DIRECTIONS FOR THIS TASK:
Answer these questions from the passage on gaze following:
1. When humans shift attention during natural behavior, in what order do the eyes, head, and body lead one another?
2. What did Doherty et al. (2009) propose about luminance-based and configural gaze discrimination?
3. Which mental illnesses does the passage list as associated with changes in visuosocial orienting?

Another argument regards the different gaze cues being used. Our eyes strongly constrain our visual attention, while our head and body orientations pose weaker constraints on attention and action planning: Eyes thus make stronger predictions about the spatial location of objects of interest. Similarly, when humans shift attention during natural behavior, inertia typically causes the eyes to lead the head, which in turn leads the body (Suzuki et al., 2008
): Eyes thus make stronger predictions about the timing of visual stimuli than other somatic cues. In fact, extreme postural conflicts may sharpen this temporal prediction, strongly implying a recent or abrupt gaze shift. These observations pose the question of how gaze responses differ when head and eye orientations conflict. Current evidence suggests both that humans follow eye gaze more reliably than head direction (see Tomasello et al., 2007
), and that gaze following of head cues is greater when a head is turned relative to the body than when at rest (Hietanen, 2002
). By contrast, however, perceptual judgments of head gaze are confounded when head direction conflicts with the eyes (Langton, 2000
; but c.f. Ricciardelli and Driver, 2008
) or with pointing gestures (Langton and Bruce, 2000
).
Eye gaze can be discriminated using crude luminance cues, while parsing head orientation would seem to require more complex and flexible configural processing. For example, manipulating periocular luminance can reverse gaze percepts ( Sinha, 2000
; Ando, 2002
, 2004
; though note Olk et al., 2008
). Discussing their finding that children perform poorly at explicit gaze discrimination long after they reflexively follow gaze, Doherty et al. (2009)
proposed that luminance-based gaze discrimination is innate and crude, while configural gaze discrimination is learned and precise. However, this observation rests uncomfortably alongside (Tomasello et al., 2007)
of a uniquely-human “cooperative eye”: if responses to ocular luminance cues are the more primitive form of gaze following, why is it so difficult for nonhuman animals to follow gaze using eyes cues alone?
Individual Differences in Gaze Following
Gaze cues are ubiquitous in typical human social development, and a failure to respond to gaze cues is associated with pathological linguistic and social development. While congenitally blind humans do develop language and a theory of mind, including relatively normal “mirroring” (Bedny et al., 2009
) and “mentalizing” (Ricciardi et al., 2009
) networks, they often experience developmental delays in language and social behavior (Hobson and Bishop, 2003
). In sighted individuals, an absence of gaze following both eliminates an important developmental cue and may be symptomatic of deeper dysfunction in social perception, motivation, or attention. Changes in visuosocial orienting are associated with a number of mental illnesses, including social anxiety (Bradley et al., 1997
; Compton, 2003
; Horley et al., 2004
), schizophrenia (Kington et al., 2000
; Franck et al., 2002
; Langdon et al., 2006
), and especially autism. Autistic individuals lack the desire and ability “to share enjoyment, interests, or achievements with other people” (APA, 1994
), and while the root causes of autism remain controversial, there is general consensus that failures of joint attention are among the best predictors of autism in early childhood (reviewed, Nation and Penny, 2008
).

Stored data entries
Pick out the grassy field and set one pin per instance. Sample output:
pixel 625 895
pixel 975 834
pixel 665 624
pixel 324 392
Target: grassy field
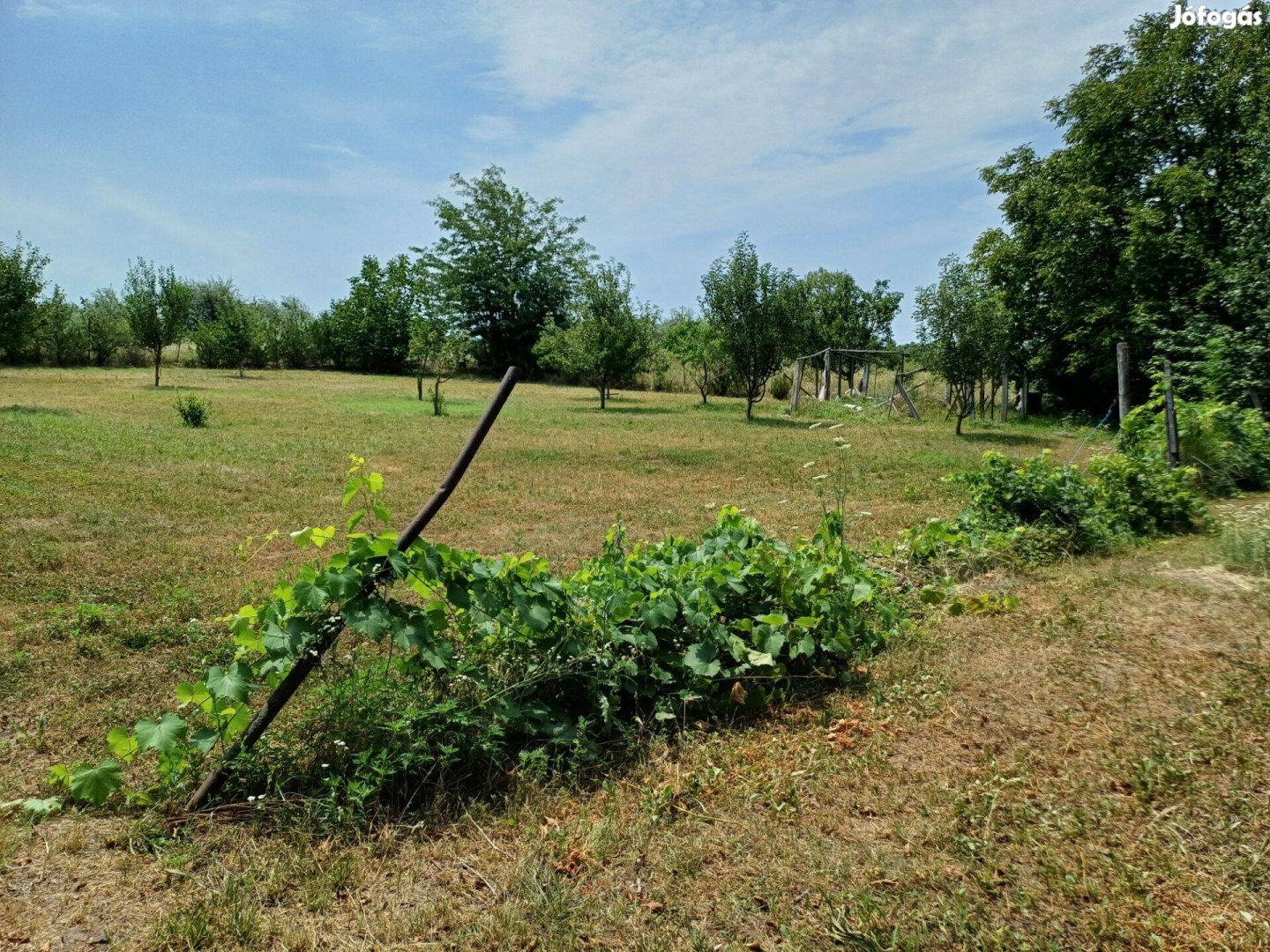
pixel 1086 770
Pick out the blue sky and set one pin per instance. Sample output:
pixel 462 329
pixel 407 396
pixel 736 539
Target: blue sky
pixel 279 141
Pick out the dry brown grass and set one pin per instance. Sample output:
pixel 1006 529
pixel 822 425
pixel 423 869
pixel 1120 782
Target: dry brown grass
pixel 1087 770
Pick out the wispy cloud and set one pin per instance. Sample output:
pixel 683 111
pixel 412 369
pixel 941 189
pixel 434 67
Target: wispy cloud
pixel 840 135
pixel 334 149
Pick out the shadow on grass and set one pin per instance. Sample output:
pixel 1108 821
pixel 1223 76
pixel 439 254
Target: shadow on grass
pixel 23 410
pixel 623 410
pixel 1011 439
pixel 780 421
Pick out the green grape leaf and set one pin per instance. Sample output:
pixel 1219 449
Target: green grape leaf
pixel 233 683
pixel 95 784
pixel 205 739
pixel 161 736
pixel 310 597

YOUR SOLUTION:
1. The eyes lead the head, which in turn leads the body.
2. Luminance-based gaze discrimination is innate and crude, while configural gaze discrimination is learned and precise.
3. Social anxiety, schizophrenia, and especially autism.